Simulation of the bias due to Fried parameter (r0) on SODISM II measurements (Von Kàrmàn model) with long-exposure times (50 × τ0).

4.3. The PAPS photometer and aerosols detection

Details about liquid and solid aerosols, especially cirrus, subvisible cirrus, and generally transparency of the atmosphere above the observation site are required to properly correct the SODISM II observations. Aerosol influence on solar radius measurements has motivated our interest. Indeed, all the atmospheric effects may have an impact on our measurements. Thus, an automatic photometer (Photomètre Automatique Picard Sol or PAPS) provides a quality index for the pictures taken by SODISM II. The main purpose of PAPS is measuring Sun and sky radiance to derive the total column water vapor (cm), ozone, and aerosol properties using a combination of spectral filters. This instrument is included in the aerosol robotic network (AERONET) program (Holben et al. 2001). Aerosol optical thickness (AOT) is a quantitative measurement of the extinction of solar radiation by aerosol scattering and absorption between the point of observation and the top of the atmosphere. AOT can be determined from the ground through measurements of the spectral transmission of solar radiation through the atmosphere using the Picard Sol photometer. To perform solar radius measurements, the wavelengths (340 nm, 380 nm, 440 nm, 500 nm, 675 nm, 870 nm, and 1020 nm) are chosen very close to those used by the SODISM II instrument. Diffusion by aerosols affects image contrasts, and Fig. 7 shows the effect of different atmospheric conditions on two adjacent days on the limb-shape and its first derivative. The interpretation of Fig. 7 in terms of the influence of aerosols alone is not possible because the optical turbulence in the two cases is not necessarily the same. Simulations show that the decrease of contrast does not lead to significant bias on the location of the inflection point. It affects the precision of the measurement, however.

* What this exercise asks
**a.** Return, unchanged, the stretch of the records from the line containing "# test: pointer marks the sand-covered" through the line containing "Query: orange pebble".
**b.** Continue the passage on the PAPS photometer and aerosol detection, picking up right after its last sentence.
The passage on solar measurements and the records come from unrelated sources.

* Data for the task
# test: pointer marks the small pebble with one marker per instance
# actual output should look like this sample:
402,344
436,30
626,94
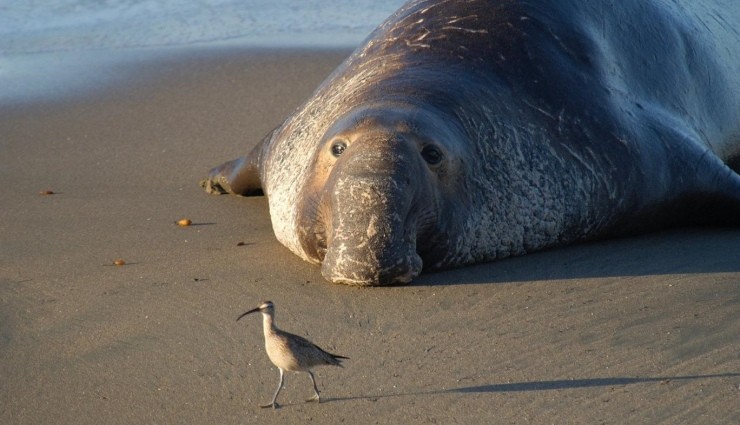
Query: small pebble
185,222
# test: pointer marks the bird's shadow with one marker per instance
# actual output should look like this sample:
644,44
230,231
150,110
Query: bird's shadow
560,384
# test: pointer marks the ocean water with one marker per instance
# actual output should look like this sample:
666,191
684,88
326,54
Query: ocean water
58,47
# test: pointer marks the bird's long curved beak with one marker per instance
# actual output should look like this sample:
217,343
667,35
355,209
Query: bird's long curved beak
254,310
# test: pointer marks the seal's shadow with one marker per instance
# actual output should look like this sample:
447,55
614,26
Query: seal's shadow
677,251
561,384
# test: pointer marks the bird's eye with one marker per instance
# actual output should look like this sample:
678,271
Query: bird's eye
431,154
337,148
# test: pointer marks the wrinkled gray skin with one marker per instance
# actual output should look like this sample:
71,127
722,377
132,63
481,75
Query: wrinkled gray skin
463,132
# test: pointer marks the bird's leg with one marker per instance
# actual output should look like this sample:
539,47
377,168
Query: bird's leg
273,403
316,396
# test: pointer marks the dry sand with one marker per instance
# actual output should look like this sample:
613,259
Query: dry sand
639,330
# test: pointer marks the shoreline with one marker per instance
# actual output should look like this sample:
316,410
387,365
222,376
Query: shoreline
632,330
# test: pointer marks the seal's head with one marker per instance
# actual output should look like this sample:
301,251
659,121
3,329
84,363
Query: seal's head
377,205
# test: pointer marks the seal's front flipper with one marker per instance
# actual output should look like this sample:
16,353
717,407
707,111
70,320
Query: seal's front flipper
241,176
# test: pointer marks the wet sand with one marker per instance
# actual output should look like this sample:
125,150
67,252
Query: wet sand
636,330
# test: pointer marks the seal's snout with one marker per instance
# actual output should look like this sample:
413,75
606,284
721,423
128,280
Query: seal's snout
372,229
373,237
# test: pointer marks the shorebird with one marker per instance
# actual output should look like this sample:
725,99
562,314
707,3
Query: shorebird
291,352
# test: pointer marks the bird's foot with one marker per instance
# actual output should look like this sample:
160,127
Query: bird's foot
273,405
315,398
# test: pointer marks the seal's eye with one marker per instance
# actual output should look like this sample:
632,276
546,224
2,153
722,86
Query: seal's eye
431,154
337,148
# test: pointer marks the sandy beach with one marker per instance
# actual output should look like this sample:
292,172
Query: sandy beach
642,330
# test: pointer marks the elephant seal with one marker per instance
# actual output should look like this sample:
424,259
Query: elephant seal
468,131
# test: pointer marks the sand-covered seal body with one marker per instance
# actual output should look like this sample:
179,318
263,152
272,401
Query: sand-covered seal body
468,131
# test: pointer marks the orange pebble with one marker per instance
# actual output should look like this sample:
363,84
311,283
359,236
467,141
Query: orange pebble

* * *

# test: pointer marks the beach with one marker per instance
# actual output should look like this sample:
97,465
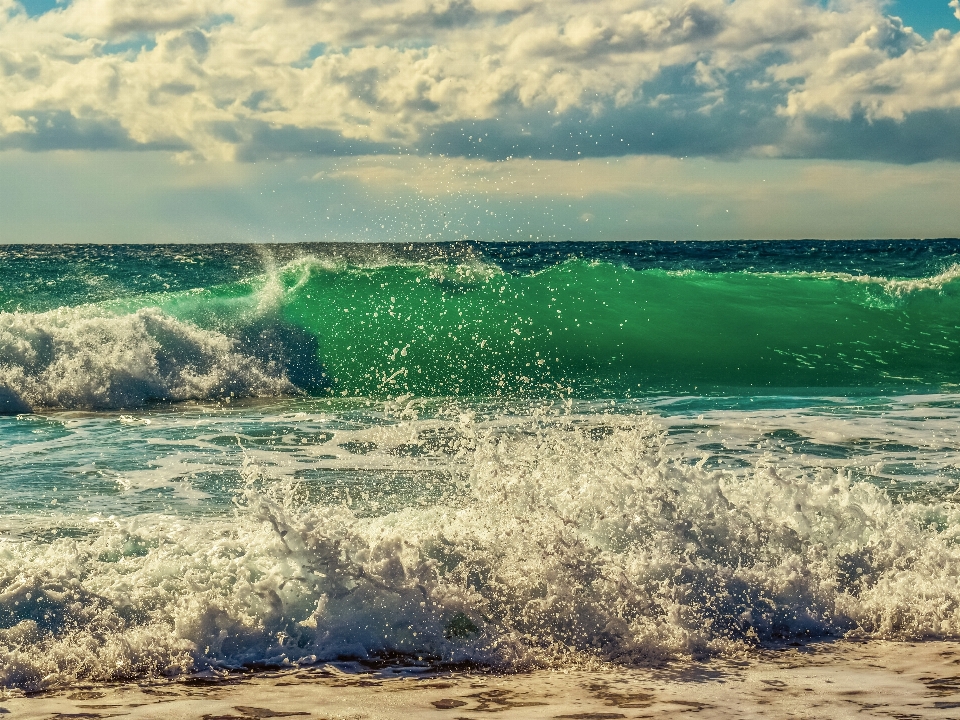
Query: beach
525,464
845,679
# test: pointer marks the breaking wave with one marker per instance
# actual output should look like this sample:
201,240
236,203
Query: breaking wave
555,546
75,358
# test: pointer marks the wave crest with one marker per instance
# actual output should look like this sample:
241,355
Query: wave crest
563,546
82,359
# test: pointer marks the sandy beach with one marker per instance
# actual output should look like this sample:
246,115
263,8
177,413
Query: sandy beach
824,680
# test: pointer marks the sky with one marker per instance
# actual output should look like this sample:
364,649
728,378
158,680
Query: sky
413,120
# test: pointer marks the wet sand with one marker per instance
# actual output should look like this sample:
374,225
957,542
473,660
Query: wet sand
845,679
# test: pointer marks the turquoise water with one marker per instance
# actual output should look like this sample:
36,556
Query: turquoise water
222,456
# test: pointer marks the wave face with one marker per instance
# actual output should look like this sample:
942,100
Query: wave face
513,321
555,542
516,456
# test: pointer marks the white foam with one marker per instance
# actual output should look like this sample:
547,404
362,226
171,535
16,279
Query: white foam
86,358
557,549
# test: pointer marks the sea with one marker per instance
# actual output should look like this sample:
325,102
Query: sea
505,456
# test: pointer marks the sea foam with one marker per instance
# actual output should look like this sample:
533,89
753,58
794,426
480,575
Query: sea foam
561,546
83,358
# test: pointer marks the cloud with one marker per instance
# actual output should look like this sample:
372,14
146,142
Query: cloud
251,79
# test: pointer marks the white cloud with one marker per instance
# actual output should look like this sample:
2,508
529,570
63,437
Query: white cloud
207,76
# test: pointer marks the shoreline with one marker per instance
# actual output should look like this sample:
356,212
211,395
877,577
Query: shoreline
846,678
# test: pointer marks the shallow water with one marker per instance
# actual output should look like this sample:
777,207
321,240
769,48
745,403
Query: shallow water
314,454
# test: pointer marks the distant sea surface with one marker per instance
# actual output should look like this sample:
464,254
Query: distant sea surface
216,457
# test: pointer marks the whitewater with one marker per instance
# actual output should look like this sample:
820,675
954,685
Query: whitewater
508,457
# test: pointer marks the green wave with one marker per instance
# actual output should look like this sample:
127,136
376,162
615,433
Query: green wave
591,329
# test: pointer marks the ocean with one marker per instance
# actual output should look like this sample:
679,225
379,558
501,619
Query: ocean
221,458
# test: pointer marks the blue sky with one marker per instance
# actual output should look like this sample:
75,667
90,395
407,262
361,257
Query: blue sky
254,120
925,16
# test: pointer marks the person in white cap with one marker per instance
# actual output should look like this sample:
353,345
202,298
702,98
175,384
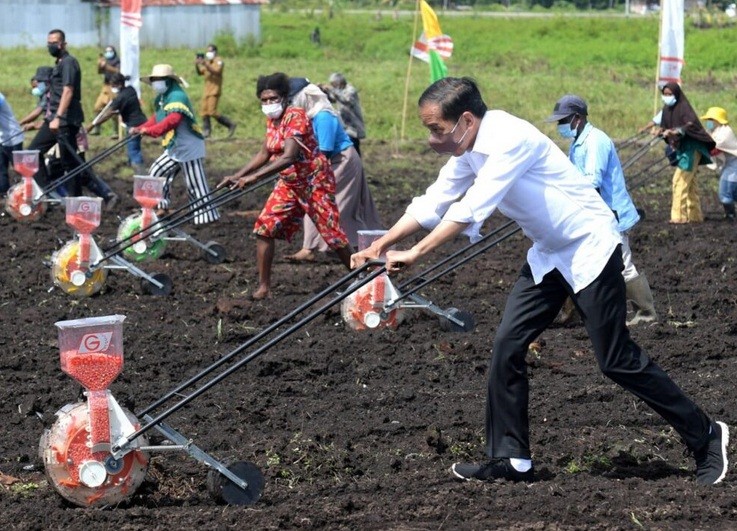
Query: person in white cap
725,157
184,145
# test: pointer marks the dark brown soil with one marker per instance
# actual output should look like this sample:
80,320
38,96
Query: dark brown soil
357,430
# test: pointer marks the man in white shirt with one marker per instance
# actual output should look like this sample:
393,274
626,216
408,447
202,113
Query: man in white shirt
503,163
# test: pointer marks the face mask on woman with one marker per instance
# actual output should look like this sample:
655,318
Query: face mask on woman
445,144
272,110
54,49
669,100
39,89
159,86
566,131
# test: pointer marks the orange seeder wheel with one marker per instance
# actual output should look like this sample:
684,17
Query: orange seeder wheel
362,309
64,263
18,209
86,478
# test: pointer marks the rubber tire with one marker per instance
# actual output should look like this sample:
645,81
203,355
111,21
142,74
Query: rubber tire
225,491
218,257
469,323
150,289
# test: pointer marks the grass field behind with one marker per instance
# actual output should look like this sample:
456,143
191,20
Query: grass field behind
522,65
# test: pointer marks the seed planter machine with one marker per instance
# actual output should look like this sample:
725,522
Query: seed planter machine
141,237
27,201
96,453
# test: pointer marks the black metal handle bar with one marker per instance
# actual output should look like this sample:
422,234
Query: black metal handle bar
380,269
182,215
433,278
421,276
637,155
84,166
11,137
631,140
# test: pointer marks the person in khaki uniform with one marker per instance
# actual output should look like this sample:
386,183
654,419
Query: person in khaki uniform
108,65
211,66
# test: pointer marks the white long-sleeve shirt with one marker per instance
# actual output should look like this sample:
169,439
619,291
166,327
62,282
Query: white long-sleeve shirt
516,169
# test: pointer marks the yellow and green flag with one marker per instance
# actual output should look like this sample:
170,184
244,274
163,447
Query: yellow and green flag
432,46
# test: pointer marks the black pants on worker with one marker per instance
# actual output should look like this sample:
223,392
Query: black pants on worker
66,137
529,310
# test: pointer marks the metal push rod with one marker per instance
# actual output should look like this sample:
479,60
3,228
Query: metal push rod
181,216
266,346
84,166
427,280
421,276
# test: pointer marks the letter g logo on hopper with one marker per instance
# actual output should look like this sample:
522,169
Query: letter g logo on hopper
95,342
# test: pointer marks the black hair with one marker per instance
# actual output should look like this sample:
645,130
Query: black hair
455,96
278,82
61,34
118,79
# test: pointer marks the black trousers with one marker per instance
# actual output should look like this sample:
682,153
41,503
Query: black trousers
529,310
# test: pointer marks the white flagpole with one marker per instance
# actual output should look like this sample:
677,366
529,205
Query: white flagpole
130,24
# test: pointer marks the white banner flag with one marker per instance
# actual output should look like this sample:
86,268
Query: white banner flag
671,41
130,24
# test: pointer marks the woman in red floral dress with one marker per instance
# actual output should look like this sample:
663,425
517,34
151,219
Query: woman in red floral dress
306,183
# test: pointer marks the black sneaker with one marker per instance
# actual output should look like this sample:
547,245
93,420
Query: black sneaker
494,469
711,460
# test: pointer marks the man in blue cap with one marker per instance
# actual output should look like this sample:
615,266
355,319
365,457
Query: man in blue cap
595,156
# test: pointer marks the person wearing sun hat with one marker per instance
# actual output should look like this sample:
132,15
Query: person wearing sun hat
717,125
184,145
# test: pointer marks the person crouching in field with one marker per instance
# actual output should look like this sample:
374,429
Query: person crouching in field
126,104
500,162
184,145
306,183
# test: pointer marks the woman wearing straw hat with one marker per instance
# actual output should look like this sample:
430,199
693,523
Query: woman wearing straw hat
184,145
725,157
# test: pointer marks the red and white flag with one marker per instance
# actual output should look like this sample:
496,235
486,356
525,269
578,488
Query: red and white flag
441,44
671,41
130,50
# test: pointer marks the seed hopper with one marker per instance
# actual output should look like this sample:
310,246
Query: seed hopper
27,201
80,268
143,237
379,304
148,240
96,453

...

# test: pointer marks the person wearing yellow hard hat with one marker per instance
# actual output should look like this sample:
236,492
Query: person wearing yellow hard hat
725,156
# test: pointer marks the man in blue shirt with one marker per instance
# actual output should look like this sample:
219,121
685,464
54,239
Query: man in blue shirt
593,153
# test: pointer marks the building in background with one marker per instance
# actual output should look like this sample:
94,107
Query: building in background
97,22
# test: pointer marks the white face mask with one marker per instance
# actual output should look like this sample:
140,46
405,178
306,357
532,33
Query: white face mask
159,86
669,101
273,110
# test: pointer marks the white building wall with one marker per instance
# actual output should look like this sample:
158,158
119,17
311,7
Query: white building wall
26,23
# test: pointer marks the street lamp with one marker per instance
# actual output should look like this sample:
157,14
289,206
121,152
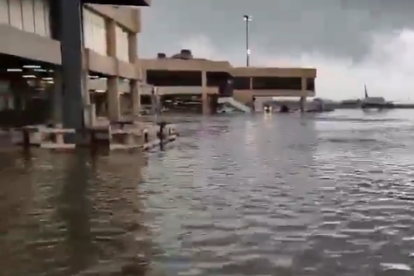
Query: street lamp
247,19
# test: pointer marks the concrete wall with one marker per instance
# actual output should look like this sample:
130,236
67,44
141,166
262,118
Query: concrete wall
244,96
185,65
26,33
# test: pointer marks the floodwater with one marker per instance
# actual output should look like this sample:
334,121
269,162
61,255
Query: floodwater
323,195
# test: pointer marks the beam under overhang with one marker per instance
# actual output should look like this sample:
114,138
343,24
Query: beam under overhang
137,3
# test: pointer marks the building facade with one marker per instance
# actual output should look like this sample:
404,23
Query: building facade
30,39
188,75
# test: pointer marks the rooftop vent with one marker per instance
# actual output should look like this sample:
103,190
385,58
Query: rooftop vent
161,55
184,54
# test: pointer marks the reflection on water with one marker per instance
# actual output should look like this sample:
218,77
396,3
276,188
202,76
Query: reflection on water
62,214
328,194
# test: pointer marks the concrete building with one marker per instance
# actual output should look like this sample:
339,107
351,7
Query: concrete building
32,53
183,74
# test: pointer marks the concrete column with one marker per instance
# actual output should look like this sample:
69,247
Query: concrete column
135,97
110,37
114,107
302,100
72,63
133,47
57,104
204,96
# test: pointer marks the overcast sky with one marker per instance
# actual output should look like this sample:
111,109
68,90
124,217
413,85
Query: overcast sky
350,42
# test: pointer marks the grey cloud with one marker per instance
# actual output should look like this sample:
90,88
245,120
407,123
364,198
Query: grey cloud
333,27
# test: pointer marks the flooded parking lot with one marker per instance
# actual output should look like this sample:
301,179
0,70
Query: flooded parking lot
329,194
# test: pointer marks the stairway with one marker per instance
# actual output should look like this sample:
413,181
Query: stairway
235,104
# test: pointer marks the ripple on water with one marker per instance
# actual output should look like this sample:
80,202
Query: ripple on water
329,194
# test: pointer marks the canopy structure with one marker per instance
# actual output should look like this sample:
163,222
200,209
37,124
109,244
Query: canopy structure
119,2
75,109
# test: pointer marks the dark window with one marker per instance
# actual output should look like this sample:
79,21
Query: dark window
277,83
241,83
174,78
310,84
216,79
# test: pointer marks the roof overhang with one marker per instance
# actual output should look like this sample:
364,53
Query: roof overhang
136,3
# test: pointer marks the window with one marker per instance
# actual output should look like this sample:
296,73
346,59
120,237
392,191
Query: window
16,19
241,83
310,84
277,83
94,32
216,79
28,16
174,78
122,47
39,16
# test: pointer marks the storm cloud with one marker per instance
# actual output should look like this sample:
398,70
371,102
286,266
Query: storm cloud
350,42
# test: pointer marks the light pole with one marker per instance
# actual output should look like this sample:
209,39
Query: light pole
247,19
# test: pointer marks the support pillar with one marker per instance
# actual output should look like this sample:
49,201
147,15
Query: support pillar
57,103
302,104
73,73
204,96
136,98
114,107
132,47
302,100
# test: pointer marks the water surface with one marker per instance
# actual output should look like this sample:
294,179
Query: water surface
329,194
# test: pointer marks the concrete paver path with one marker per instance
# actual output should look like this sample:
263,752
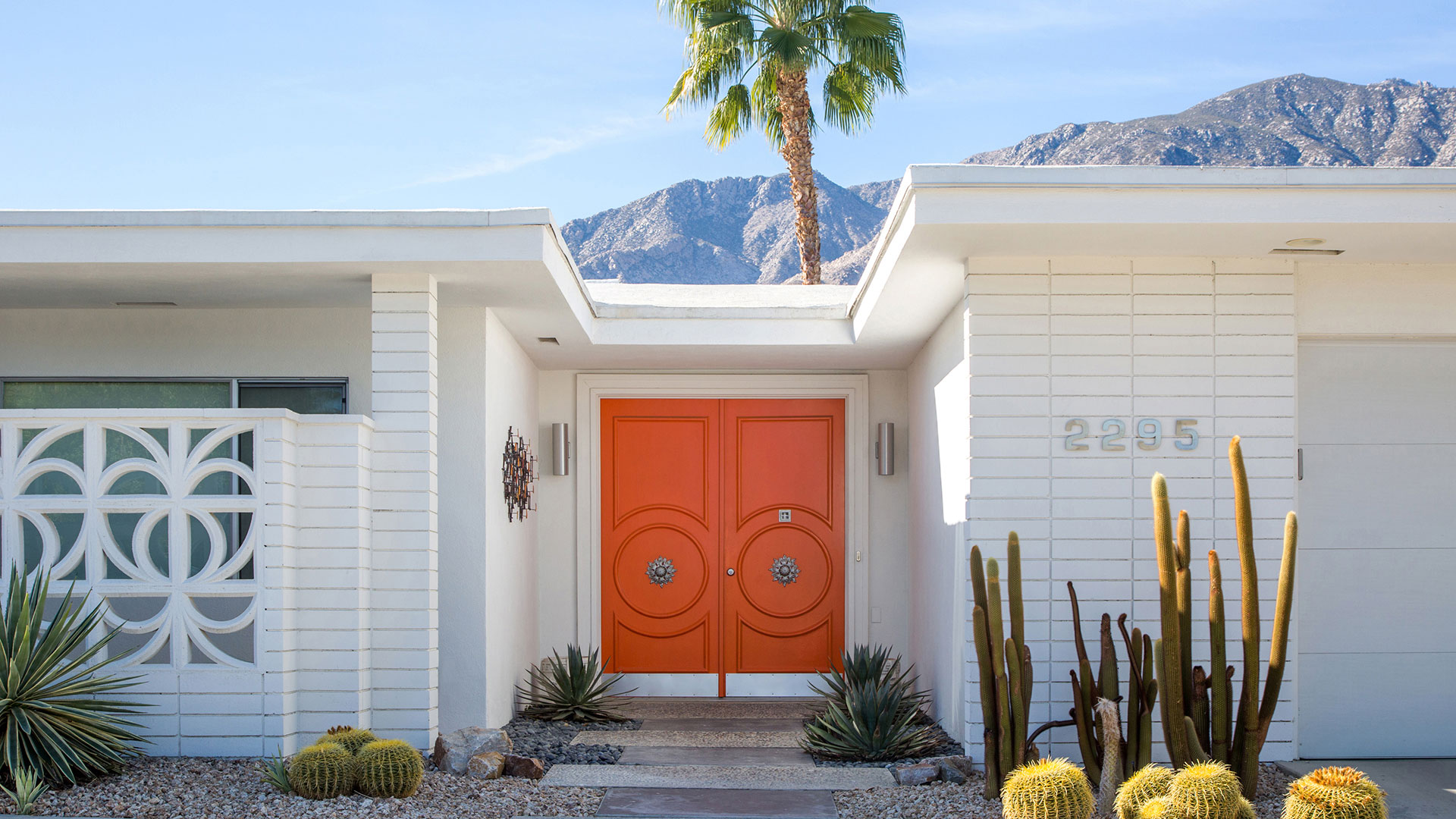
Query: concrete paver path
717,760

* Results for each task
**a.**
# test: pointer marks the sand-covered seal body with one marker per instance
# actual output should look like this sample:
179,318
263,152
272,401
Query: sand-covered seal body
468,131
# test: pointer marks the orange pebble with one marker per instance
# actual output should look like this sample:
363,84
311,283
359,236
467,141
Query: orange pebble

**b.**
4.4. The PPS pyranometer and solar radiation monitoring

The Picard Sol pyranometer (Pyranomètre Picard Sol or PPS) is a radiometer that measures on a flat surface the sum of the luminous flux received from the Sun and the scattered solar light by the atmosphere after many reflections between the ground and atmosphere particles (molecules and aerosols). In clear atmospheric conditions, the received energy has a distribution as a function of time (shape with maximum at local solar noon). If there are clouds or more generally aerosols, this distribution departs from the previous shape by a decrease of the energy received by the instrument. This is seen by comparing the received energy distribution measured on an adjacent clear day. However, there are cases of enhanced solar irradiance at ground level that occur when there are high altitude cloud such as altocumulus and cirrus. This instrument detects this effect by an increase of the received energy. Figure 8 shows such an occurrence. The pyranometer detects these circumstances, but integrates the whole sky and therefore does not provide the relevant information in the direction of the Sun alone. An automatic determination of cloud type is possible with these data (Duchon & O’Malley 1999), however, which would be interesting to combine in a future work with the information on aerosols provided by PAPS.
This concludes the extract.